• **Dataset records**
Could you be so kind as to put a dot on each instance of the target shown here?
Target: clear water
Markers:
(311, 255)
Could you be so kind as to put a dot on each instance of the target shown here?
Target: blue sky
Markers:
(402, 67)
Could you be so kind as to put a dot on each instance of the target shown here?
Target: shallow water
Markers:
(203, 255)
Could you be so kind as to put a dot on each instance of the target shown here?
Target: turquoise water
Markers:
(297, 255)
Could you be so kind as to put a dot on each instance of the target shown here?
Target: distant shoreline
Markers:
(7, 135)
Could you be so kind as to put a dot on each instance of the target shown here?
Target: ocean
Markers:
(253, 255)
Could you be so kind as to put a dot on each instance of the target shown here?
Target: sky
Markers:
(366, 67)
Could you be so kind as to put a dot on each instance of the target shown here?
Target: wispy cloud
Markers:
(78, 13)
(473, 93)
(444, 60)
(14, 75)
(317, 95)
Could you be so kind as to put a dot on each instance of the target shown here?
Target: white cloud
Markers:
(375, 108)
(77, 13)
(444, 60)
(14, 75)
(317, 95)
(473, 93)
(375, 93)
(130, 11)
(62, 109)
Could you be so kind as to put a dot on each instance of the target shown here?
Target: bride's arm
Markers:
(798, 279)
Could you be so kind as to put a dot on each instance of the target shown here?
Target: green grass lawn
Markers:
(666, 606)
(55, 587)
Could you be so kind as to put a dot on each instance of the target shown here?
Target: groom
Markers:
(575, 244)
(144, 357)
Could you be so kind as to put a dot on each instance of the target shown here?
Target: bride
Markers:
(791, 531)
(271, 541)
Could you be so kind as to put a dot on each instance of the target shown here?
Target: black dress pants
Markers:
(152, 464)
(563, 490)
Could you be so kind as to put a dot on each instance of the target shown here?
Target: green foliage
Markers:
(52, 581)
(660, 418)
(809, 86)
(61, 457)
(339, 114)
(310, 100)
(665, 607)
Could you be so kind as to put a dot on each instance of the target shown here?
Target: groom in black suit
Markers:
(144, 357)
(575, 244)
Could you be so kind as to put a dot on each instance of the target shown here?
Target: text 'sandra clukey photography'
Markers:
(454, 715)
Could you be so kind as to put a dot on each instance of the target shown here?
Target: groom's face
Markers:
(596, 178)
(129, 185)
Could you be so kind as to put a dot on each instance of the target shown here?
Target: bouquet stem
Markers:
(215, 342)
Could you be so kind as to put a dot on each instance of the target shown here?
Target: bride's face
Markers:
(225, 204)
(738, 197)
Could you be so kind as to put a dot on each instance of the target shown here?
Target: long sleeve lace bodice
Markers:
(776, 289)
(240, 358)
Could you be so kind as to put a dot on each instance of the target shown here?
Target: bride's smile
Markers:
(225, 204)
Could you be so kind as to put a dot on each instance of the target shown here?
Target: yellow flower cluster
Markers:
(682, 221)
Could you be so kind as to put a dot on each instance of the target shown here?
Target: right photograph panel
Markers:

• **What this task involves**
Count the lines in the entries above that contain the string "groom", treating uppercase and lowercase as different. Reply with the number alone.

• **Written response**
3